***** Data for analysis

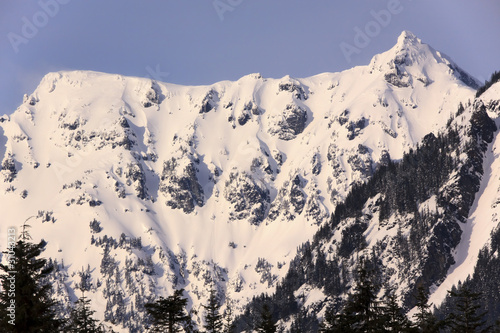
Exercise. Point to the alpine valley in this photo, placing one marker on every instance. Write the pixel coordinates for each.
(259, 186)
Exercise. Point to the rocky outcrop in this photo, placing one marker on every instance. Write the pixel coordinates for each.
(292, 123)
(180, 185)
(250, 197)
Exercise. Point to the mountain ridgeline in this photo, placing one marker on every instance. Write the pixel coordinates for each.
(445, 169)
(270, 191)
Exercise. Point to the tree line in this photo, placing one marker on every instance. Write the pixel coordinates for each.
(363, 311)
(26, 304)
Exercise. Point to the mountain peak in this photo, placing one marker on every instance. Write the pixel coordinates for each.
(410, 60)
(408, 38)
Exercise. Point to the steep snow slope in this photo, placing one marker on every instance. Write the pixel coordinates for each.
(483, 217)
(219, 182)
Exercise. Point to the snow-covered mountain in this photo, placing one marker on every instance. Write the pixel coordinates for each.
(142, 187)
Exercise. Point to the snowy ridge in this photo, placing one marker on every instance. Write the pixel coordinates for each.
(219, 182)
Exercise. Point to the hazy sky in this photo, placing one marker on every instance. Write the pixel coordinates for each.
(205, 41)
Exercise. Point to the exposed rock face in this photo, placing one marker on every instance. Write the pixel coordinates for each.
(209, 101)
(135, 175)
(294, 88)
(250, 197)
(181, 187)
(292, 123)
(290, 200)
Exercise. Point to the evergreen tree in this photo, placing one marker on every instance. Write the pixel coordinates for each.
(168, 313)
(334, 322)
(465, 318)
(190, 326)
(213, 319)
(25, 302)
(227, 317)
(393, 316)
(425, 321)
(81, 319)
(266, 323)
(363, 312)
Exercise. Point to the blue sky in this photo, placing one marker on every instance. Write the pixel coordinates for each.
(205, 41)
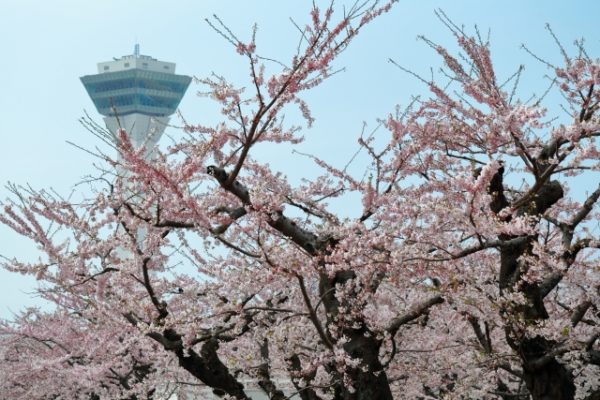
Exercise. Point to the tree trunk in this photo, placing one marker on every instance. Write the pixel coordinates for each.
(551, 381)
(369, 379)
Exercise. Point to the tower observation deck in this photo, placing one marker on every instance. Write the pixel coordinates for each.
(137, 93)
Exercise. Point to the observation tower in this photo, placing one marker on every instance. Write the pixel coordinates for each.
(137, 93)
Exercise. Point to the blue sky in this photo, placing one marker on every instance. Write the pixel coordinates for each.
(47, 45)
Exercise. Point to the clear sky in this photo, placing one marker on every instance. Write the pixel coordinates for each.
(46, 45)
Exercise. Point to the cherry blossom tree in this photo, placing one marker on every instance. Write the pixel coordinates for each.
(471, 271)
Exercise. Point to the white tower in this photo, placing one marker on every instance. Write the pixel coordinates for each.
(137, 93)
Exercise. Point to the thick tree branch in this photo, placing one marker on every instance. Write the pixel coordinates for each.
(413, 314)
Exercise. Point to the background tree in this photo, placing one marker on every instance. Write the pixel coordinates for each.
(471, 271)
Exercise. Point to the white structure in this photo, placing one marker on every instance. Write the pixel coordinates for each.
(137, 93)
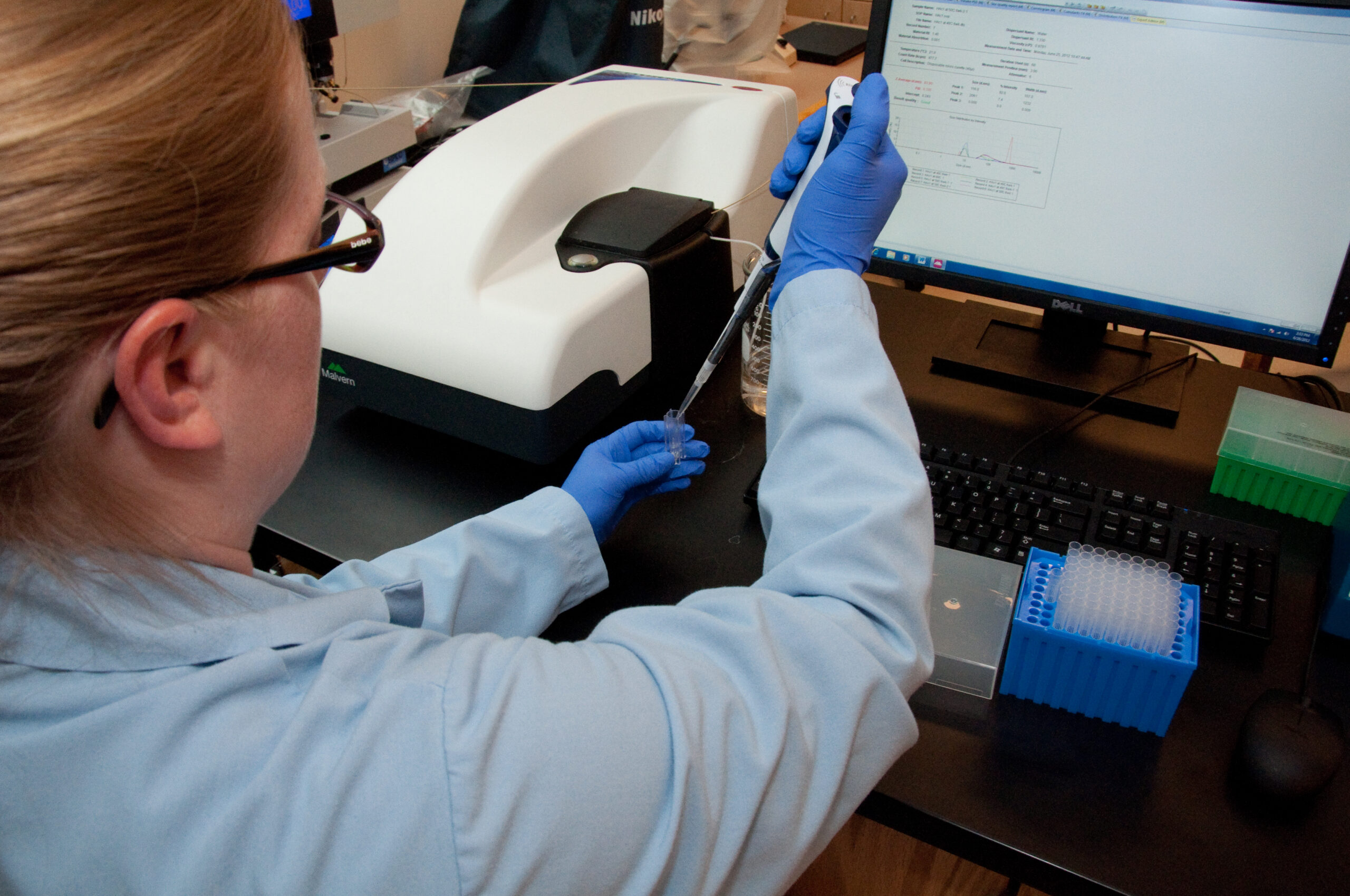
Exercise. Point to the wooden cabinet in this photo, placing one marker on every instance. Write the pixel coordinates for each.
(825, 10)
(855, 13)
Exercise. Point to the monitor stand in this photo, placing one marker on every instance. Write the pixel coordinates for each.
(1066, 358)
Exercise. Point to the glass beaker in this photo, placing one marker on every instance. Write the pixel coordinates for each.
(756, 340)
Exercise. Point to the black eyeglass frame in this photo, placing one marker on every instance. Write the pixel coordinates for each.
(355, 254)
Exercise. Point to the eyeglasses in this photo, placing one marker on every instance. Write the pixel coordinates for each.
(355, 254)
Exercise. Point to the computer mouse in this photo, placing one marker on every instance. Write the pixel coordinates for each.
(1288, 751)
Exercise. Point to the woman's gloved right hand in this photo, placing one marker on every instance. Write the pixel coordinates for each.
(852, 194)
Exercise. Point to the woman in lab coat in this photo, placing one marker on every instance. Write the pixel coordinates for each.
(176, 723)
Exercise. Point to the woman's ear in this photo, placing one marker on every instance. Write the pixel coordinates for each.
(162, 369)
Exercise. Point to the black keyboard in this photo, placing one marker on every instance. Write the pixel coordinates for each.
(1004, 512)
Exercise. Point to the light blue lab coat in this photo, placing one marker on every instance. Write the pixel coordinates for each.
(297, 736)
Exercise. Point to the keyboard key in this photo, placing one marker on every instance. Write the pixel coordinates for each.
(1055, 533)
(1071, 521)
(1260, 618)
(1068, 505)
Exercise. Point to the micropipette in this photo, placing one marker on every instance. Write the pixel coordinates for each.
(839, 105)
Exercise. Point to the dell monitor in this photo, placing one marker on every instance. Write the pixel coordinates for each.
(1173, 165)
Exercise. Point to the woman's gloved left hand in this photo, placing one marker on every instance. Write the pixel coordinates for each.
(627, 466)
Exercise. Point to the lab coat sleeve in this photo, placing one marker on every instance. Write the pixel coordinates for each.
(509, 572)
(716, 747)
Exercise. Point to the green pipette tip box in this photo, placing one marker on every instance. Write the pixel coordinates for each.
(1286, 455)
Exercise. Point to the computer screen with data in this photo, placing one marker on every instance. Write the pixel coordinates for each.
(1180, 165)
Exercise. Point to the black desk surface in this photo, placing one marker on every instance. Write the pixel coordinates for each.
(1056, 801)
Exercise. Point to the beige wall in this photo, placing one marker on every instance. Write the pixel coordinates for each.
(408, 51)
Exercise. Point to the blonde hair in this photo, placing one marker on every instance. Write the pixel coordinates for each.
(143, 150)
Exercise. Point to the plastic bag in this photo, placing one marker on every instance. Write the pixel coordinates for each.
(437, 107)
(716, 35)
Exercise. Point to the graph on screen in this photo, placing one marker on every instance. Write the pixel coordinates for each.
(979, 155)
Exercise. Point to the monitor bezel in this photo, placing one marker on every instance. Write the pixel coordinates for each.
(1320, 354)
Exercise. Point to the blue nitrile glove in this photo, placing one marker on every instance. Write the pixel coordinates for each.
(627, 466)
(845, 206)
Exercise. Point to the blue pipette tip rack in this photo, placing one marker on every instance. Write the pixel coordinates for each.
(1081, 674)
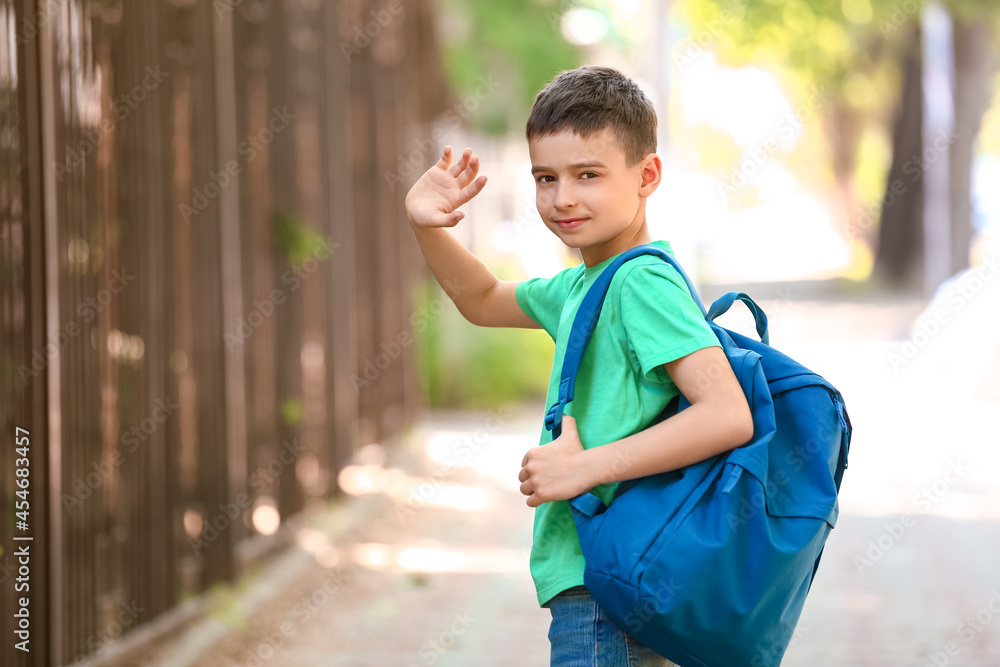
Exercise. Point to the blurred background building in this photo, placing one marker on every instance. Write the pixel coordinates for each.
(211, 301)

**********

All of the preceding material should be output verbatim, with the pictures excluded.

◆ Written solution
Exercise. Point to the alpine valley in this photo, placing one marker on every instance. Write the pixel coordinates for each.
(259, 186)
Exercise. Point to the rocky outcrop in this photo, placing one marker on every instance. Write the pixel coordinates for each.
(292, 123)
(180, 185)
(250, 197)
Exercise. Point to the mountain ridgeline in this photo, placing one marker on every instance. Write the pixel coordinates for each.
(445, 169)
(270, 191)
Exercise. Point to the tree line in this photo, placing one marker on every instance. Write the pixel coordinates for each.
(363, 311)
(26, 304)
Exercise. Point to the mountain peak in this photo, placing one marker on every instance. Write the pixel coordinates for each.
(410, 60)
(408, 38)
Exercise. Point to the steep snow slope in this photo, placing one marker on every instance. Write the pixel coordinates for each.
(483, 217)
(219, 182)
Exercise. Point to the snow-covered mountain in this photo, placing one marker on every instance. Write the pixel coordinates for each.
(142, 187)
Exercise. Point to the snowy ridge in this photo, placing one marker on every instance. Write the pixel coordinates for each.
(219, 182)
Exercise. Point to the hazy sky in this photo, placing one marker on every instance. Write the pixel coordinates for each.
(205, 41)
Exercise. Point to the exposed rock face in this photo, placing one marker on every instance. Write the pixel coordinates for each.
(209, 101)
(135, 175)
(294, 88)
(250, 197)
(181, 187)
(292, 123)
(290, 200)
Exercise. Point to the evergreen tree in this photo, placing one marker on every instance. Write the pixel coordinates for each.
(168, 313)
(334, 322)
(465, 318)
(190, 326)
(213, 319)
(25, 302)
(227, 317)
(393, 316)
(425, 321)
(81, 319)
(266, 323)
(363, 312)
Exercise. Point to the blue sky in this photo, placing one marker on every instance. Write the pixel coordinates for each.
(205, 41)
Exercise. Point to the tree trunk in this photo, placing one marker on every instance. Write the pixel coordinates for each.
(551, 381)
(369, 379)
Exercise. Point to the tower observation deck in this photo, placing one marker on every instance. Write the pixel coordinates for each.
(137, 93)
Exercise. Point to the observation tower in this photo, placing one marker on every instance. Write the pixel coordinates for each.
(137, 93)
Exercise. Point to the blue sky in this photo, placing one marker on every instance. Write the pixel coordinates for each.
(47, 45)
Exercise. Point to the clear sky in this photo, placing one marker on every instance. Write the pixel coordinates for each.
(46, 45)
Exercise. Point to the cherry blossom tree in this photo, placing one marker on every instance. Write the pixel coordinates for each.
(471, 271)
Exercise. Point to the white tower in this photo, placing one marker on every instance. Write the pixel coordinates for each.
(137, 93)
Exercise. Point to the thick tree branch in this photo, placing one marker on every instance. Write the pixel coordinates for each.
(413, 314)
Exercise. Point to the background tree in this photo, placing one marker on every instance. Write the pixel coordinates for each.
(471, 271)
Exercise. Point to the white structure in this photo, placing one marker on every instance. Write the pixel coordinates for each.
(137, 93)
Exercise. Point to the wooden cabinet in this photo, placing one marker on every instance. Write the pixel coordinates for each.
(825, 10)
(855, 13)
Exercise. Point to the monitor stand in this photo, placing one marker on every instance. Write the pixel coordinates for each.
(1066, 358)
Exercise. Point to the glass beaker in this photo, placing one marker on every instance. Write the pixel coordinates for each.
(756, 340)
Exercise. Point to the black eyeglass frame in this photo, placing one marker on every instance. Write the pixel coordinates for each.
(355, 254)
Exercise. Point to the eyeglasses in this photo, placing one marker on every instance. Write the pixel coordinates for each.
(355, 254)
Exercise. Point to the computer mouse in this photo, placing one marker on every instance. Write the pixel coordinates for each.
(1288, 751)
Exercise. Point to the woman's gloved right hand in this photo, placing one marker on every instance. Write the pixel coordinates for each.
(852, 194)
Exercise. Point to the woman in lab coat in this photo, placing one marker on every instance. Write the pixel coordinates for each.
(176, 723)
Exercise. Point to the woman's ear in this photo, placing one marker on every instance. Write the pixel coordinates for each.
(162, 369)
Exercise. Point to the black keyboard in this photo, placing one marker on every instance. Write the pixel coordinates for each.
(1004, 512)
Exercise. Point to the light blue lab coat in this photo, placing one marker on every instance. Write the pixel coordinates for each.
(297, 736)
Exercise. Point to the keyboard key in this photo, placing one marker on every instance. Write the pixel coordinates for each.
(1055, 533)
(1071, 521)
(1260, 618)
(1068, 505)
Exercise. Point to the micropipette in this photo, placing one marker on every instance. Write the pixel coordinates for each.
(839, 105)
Exercise. Point to the dell monitor in this photo, placing one marker on every instance. Write the pixel coordinates for each.
(1173, 165)
Exercise. Point to the woman's gloved left hand in this photo, placing one marker on every instance. Write the pixel coordinates for each.
(627, 466)
Exercise. Point to the lab coat sleeve in this photo, placing one marker on every instance. Write the pixel coordinates for each.
(509, 572)
(716, 747)
Exercise. Point to the green pipette tip box in this photo, placing one marker on every instance. Write the pixel coordinates for each.
(1286, 455)
Exercise. Point to the computer screen with data in this photo, placing one marker on every instance. Write the pixel coordinates for each.
(1180, 165)
Exercise. Point to the black desk surface in this photo, placing one marker on every instance. Write the pixel coordinates for each.
(1056, 801)
Exercise. Point to the beige wall in this photo, placing one marker on every instance. Write the pixel coordinates for each.
(408, 51)
Exercise. Point to the blonde hair in this photo, placing one marker on every instance. Write the pixel coordinates for each.
(143, 150)
Exercise. Point to the plastic bag in this photo, placing one marker on every instance. Write the pixel coordinates for each.
(437, 107)
(716, 35)
Exercise. Point to the graph on screen in this photo, placing one marker on every instance. Write the pixel coordinates for each.
(979, 155)
Exercise. Point to the monitor bezel in this photo, placing one marker on every instance. Write the pixel coordinates for each.
(1320, 354)
Exercise. Point to the blue nitrile glove in this photo, placing one marker on every instance. Write the pixel coordinates for each.
(627, 466)
(845, 206)
Exercise. Point to the blue pipette tip rack in this photo, placing one marker on every instance. Write the pixel coordinates for each.
(1081, 674)
Exercise. Point to the blurred background building in this photo, placing one marker on every instance. Write the pixel coordinates for each.
(211, 301)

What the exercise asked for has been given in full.